| GIVEN INSTRUCTION |
Reproduce the listing from its first line through the line containing "M221 35L230 35L232", swapping "distant mountain" for "far-off mountain" and leaving everything else unchanged. Omit the pictures from the output.

| DATA LISTING |
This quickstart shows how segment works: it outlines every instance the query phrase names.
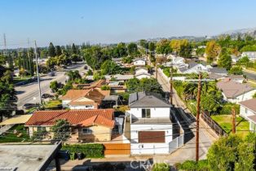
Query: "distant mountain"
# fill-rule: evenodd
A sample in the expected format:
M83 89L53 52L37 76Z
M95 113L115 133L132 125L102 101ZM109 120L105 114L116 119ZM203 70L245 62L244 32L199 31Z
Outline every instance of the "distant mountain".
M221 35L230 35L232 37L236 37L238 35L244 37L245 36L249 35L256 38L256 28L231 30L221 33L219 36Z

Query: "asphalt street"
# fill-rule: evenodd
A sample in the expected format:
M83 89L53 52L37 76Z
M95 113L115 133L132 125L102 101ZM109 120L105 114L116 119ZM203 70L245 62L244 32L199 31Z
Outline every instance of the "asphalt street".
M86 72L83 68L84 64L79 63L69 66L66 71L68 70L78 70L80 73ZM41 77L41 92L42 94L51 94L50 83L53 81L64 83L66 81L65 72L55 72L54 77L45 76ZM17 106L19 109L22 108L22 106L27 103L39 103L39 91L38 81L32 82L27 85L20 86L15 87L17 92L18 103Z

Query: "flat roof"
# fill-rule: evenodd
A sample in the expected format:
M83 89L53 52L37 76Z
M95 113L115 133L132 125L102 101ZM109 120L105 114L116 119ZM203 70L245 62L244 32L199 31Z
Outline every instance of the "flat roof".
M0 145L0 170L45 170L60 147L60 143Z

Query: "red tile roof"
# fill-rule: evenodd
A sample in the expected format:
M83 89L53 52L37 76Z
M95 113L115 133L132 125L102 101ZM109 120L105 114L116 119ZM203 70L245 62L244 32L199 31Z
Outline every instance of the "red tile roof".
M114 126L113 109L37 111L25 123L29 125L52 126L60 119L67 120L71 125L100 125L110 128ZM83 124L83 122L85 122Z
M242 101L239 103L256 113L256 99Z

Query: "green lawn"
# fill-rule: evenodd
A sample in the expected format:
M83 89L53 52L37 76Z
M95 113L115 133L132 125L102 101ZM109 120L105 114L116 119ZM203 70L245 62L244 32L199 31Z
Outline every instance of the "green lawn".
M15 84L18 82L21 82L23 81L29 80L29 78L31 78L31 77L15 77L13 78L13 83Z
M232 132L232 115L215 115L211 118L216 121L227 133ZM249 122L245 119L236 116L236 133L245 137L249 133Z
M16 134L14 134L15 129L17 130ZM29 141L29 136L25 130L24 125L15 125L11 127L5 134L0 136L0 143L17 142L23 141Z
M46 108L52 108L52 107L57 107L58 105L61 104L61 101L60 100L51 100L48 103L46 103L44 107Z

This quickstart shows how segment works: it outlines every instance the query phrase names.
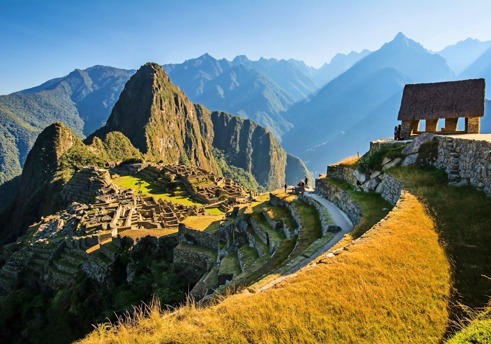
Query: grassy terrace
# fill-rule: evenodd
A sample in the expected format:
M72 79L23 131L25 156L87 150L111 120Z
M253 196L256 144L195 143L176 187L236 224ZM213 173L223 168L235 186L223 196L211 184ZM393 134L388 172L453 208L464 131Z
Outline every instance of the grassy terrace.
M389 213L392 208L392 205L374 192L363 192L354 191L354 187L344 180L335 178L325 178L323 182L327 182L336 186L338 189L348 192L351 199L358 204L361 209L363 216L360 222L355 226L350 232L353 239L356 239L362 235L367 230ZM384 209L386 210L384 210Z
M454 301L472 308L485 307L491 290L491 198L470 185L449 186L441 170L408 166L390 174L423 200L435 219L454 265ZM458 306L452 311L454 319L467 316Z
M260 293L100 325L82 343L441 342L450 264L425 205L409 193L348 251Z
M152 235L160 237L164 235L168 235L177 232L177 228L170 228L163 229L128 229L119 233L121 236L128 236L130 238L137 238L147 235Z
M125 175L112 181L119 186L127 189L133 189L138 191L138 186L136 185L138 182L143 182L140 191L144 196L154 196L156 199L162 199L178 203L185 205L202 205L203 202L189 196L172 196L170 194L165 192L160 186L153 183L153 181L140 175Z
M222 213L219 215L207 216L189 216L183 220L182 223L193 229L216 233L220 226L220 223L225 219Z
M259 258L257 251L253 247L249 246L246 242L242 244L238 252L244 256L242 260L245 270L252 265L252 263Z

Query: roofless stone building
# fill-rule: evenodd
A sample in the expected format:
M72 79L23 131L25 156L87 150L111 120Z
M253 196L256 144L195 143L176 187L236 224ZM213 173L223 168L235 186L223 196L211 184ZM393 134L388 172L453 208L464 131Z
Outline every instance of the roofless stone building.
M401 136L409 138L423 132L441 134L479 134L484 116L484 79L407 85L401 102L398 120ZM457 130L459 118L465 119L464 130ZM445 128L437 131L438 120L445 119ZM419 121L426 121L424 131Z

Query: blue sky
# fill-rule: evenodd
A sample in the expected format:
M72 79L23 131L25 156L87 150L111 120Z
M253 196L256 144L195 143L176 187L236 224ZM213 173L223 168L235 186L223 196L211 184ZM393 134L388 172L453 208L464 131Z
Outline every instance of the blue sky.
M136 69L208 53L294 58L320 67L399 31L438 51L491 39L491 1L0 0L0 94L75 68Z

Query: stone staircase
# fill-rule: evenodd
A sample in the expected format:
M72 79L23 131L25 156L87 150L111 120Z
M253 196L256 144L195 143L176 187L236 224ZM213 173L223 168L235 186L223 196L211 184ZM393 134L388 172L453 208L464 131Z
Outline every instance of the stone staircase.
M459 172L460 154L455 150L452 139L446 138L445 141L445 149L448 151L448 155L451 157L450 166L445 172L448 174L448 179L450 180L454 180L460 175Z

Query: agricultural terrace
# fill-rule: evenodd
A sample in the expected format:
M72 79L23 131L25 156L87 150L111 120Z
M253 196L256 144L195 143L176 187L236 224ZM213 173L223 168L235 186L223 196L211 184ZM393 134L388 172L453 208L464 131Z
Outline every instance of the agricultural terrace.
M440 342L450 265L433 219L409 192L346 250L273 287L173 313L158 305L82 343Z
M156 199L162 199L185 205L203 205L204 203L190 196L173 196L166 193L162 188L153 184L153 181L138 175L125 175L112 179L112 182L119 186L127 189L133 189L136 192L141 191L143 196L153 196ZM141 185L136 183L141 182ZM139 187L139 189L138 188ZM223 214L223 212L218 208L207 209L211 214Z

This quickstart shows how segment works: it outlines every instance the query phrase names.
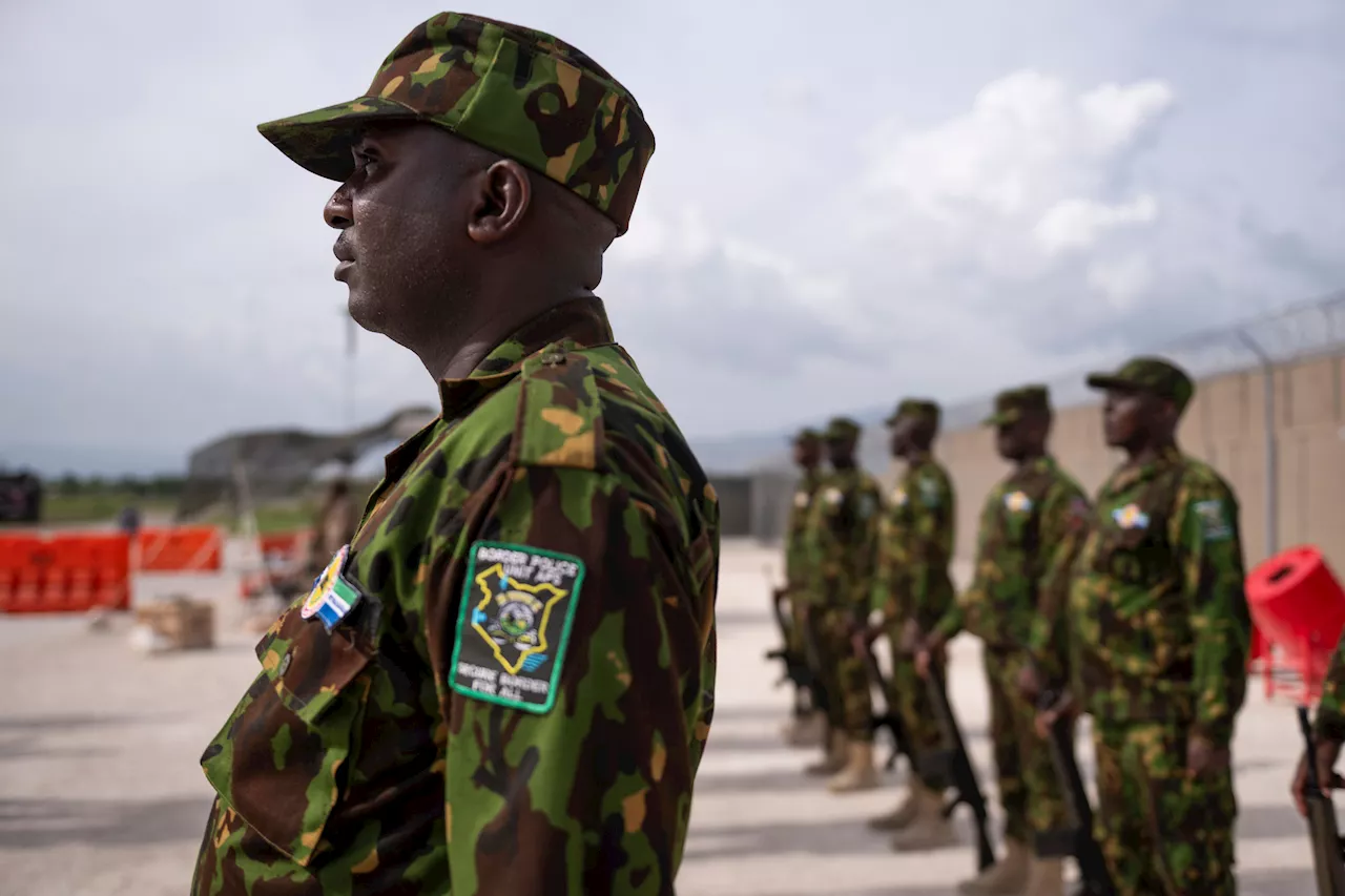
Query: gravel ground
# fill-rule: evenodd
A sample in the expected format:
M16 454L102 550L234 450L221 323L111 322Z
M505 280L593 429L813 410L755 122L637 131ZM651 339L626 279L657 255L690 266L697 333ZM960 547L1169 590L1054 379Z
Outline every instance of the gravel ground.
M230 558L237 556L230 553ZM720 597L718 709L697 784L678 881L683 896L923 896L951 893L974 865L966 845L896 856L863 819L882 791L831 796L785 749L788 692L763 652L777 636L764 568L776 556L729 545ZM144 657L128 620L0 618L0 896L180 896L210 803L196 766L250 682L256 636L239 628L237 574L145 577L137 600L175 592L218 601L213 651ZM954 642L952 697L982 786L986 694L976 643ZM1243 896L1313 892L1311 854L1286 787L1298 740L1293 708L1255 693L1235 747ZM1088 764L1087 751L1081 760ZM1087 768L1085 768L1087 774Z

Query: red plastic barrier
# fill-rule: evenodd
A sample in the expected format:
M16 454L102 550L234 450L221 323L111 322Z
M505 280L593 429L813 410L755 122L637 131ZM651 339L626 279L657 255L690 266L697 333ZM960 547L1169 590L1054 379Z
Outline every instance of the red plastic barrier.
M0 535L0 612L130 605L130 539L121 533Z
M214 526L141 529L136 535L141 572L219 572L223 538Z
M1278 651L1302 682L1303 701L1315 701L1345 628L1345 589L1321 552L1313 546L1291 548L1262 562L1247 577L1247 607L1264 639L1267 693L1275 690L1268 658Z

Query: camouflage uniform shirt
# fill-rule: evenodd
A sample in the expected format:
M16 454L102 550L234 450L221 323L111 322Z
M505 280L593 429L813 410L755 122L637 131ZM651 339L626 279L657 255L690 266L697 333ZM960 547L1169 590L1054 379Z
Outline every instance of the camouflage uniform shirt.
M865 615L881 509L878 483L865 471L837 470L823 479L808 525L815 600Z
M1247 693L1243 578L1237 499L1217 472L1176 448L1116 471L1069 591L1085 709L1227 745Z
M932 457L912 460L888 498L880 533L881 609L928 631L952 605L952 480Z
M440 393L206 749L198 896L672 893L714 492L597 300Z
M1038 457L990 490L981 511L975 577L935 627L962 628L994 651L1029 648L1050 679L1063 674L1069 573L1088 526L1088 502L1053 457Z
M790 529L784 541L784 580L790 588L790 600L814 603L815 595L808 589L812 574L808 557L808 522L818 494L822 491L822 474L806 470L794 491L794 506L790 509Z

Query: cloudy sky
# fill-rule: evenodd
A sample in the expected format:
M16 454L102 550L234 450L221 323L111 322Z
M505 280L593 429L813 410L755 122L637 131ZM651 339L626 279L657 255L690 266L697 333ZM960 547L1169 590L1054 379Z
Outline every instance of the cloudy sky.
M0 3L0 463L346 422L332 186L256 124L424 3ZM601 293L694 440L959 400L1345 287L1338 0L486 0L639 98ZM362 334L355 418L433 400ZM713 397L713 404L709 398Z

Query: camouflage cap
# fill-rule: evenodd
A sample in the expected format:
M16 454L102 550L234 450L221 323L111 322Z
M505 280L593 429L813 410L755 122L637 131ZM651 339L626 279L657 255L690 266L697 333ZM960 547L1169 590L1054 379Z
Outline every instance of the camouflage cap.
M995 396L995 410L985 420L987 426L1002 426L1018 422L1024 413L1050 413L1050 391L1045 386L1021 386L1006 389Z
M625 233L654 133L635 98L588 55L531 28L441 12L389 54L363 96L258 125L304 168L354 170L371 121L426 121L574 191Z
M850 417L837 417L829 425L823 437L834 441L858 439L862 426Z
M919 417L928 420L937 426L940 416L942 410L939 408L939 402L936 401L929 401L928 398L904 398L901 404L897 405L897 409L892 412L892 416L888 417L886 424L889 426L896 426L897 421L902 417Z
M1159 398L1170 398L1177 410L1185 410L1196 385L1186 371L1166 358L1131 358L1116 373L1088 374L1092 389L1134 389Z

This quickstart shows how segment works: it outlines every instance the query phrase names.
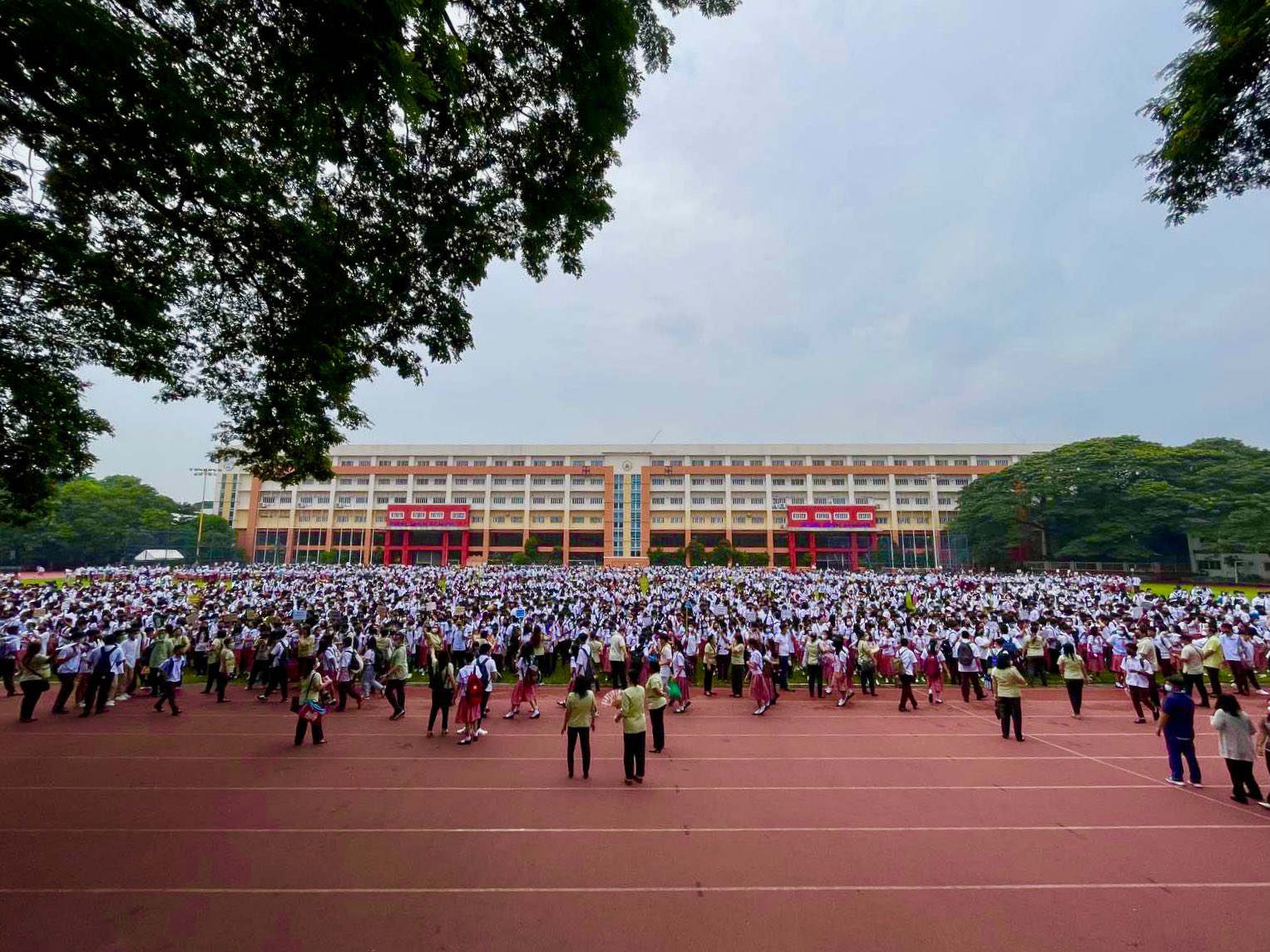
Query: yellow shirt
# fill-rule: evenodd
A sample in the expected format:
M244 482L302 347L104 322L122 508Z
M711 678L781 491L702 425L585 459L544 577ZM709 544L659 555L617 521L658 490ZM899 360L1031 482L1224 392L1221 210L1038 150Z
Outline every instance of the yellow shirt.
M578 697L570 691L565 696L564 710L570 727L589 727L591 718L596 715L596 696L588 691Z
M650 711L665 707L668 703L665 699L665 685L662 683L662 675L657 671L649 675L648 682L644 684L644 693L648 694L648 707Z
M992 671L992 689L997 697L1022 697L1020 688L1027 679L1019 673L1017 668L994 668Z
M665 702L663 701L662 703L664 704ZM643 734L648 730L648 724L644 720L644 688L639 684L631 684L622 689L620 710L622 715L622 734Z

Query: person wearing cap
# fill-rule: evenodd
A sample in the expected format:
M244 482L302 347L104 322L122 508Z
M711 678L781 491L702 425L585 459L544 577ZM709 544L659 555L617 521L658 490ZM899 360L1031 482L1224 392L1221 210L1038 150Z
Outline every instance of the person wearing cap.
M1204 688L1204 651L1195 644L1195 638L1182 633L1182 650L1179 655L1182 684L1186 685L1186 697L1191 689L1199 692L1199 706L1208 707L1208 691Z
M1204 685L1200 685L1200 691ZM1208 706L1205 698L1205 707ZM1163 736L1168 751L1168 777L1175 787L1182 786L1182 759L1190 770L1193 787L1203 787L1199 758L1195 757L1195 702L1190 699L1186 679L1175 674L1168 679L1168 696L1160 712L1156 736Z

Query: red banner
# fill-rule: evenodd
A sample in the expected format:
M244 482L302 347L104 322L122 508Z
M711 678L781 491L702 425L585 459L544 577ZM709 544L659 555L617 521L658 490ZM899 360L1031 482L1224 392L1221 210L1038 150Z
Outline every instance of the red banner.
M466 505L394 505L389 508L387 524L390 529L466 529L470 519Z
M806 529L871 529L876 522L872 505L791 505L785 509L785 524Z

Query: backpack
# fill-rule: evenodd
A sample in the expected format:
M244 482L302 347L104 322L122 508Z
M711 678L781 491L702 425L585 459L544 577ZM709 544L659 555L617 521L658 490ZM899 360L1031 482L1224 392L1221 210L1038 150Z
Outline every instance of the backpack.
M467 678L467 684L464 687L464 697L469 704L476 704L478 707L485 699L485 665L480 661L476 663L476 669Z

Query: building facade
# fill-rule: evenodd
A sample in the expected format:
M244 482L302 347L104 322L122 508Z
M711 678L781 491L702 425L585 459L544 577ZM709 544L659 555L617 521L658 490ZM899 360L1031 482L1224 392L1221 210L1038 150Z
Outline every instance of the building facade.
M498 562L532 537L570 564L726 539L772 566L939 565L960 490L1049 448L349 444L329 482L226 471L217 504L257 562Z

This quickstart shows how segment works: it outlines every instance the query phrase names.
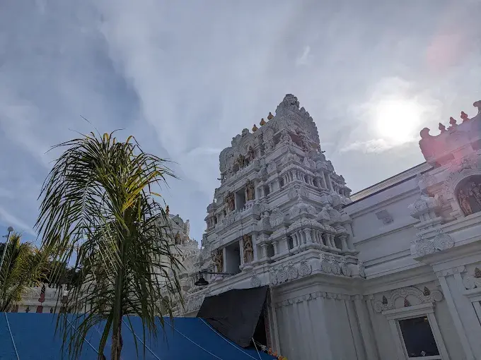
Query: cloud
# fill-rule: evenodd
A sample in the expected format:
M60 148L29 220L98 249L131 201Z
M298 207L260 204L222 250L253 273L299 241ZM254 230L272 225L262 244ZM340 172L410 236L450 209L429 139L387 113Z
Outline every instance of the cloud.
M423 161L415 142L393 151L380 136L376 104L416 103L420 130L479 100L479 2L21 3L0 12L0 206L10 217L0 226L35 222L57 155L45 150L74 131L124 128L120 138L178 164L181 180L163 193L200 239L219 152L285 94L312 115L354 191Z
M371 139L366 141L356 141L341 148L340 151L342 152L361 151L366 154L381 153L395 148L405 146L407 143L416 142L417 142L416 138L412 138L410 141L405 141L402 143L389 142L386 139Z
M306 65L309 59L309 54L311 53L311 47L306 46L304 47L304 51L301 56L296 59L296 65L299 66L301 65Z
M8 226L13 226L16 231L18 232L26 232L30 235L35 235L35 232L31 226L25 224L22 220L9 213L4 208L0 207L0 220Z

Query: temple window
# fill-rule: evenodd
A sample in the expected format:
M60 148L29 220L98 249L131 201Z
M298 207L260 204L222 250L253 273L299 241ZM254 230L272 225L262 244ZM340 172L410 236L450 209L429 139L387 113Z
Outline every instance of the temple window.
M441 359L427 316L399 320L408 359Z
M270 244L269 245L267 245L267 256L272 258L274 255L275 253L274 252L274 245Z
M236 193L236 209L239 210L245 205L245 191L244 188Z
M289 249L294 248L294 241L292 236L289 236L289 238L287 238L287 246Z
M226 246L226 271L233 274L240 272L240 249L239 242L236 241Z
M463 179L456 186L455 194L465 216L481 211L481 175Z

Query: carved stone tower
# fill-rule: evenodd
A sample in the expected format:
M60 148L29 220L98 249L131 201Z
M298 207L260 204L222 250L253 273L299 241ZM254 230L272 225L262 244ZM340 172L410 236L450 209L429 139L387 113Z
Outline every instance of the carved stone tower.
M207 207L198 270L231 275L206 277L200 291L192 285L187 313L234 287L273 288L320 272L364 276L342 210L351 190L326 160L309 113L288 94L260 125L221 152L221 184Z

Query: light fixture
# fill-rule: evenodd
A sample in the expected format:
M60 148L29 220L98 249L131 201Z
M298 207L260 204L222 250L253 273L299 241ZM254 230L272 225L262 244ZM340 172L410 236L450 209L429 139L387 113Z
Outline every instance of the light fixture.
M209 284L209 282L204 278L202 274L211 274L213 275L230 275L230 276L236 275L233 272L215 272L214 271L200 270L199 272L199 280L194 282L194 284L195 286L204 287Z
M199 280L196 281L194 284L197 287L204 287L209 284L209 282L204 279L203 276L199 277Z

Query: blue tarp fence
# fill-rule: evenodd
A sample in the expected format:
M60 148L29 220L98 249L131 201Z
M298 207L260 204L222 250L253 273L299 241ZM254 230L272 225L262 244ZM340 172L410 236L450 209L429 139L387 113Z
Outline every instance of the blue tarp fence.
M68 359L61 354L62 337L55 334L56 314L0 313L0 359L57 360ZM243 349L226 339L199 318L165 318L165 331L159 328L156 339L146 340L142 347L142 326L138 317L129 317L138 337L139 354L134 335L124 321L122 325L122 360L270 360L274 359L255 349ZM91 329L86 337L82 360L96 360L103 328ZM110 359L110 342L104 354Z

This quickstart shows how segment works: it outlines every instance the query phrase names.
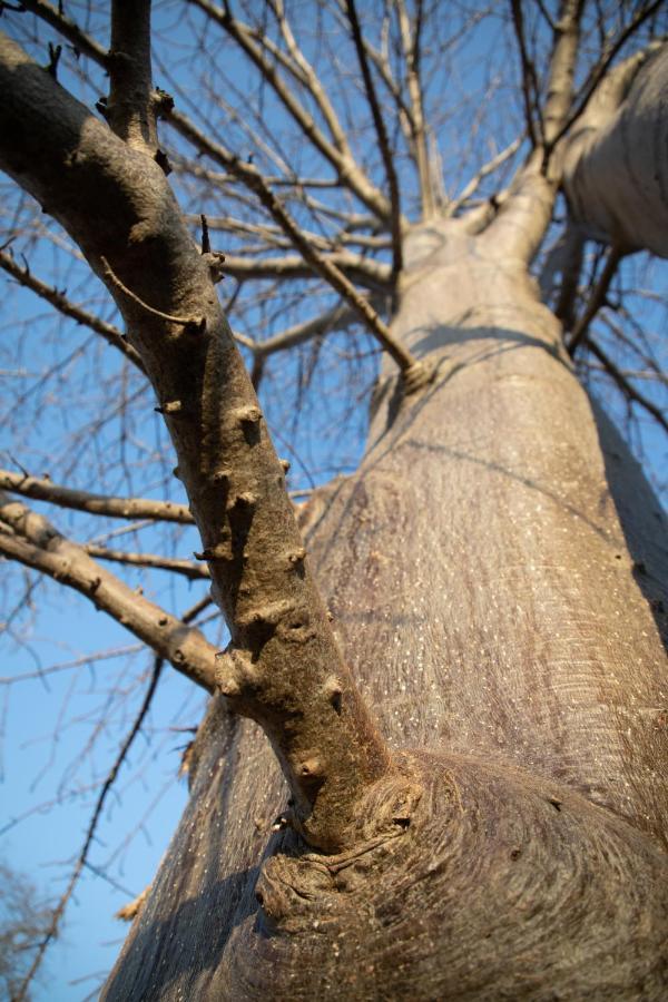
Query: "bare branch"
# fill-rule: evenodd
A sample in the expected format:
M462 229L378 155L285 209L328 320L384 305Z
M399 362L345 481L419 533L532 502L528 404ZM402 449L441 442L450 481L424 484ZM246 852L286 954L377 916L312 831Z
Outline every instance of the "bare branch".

| COMPLETE OUTPUT |
This quickstart shows how segment works: it outlines every instance the query phrase names.
Query: "far-off mountain"
# fill-rule: evenodd
A sample in the expected format:
M83 89L53 52L37 76Z
M95 113L115 133L132 125L102 101ZM109 120L105 114L116 119ZM203 70L245 62L244 32L199 31Z
Outline every instance of the "far-off mountain".
M221 35L230 35L232 37L236 37L238 35L244 37L245 36L249 35L256 38L256 28L231 30L221 33L219 36Z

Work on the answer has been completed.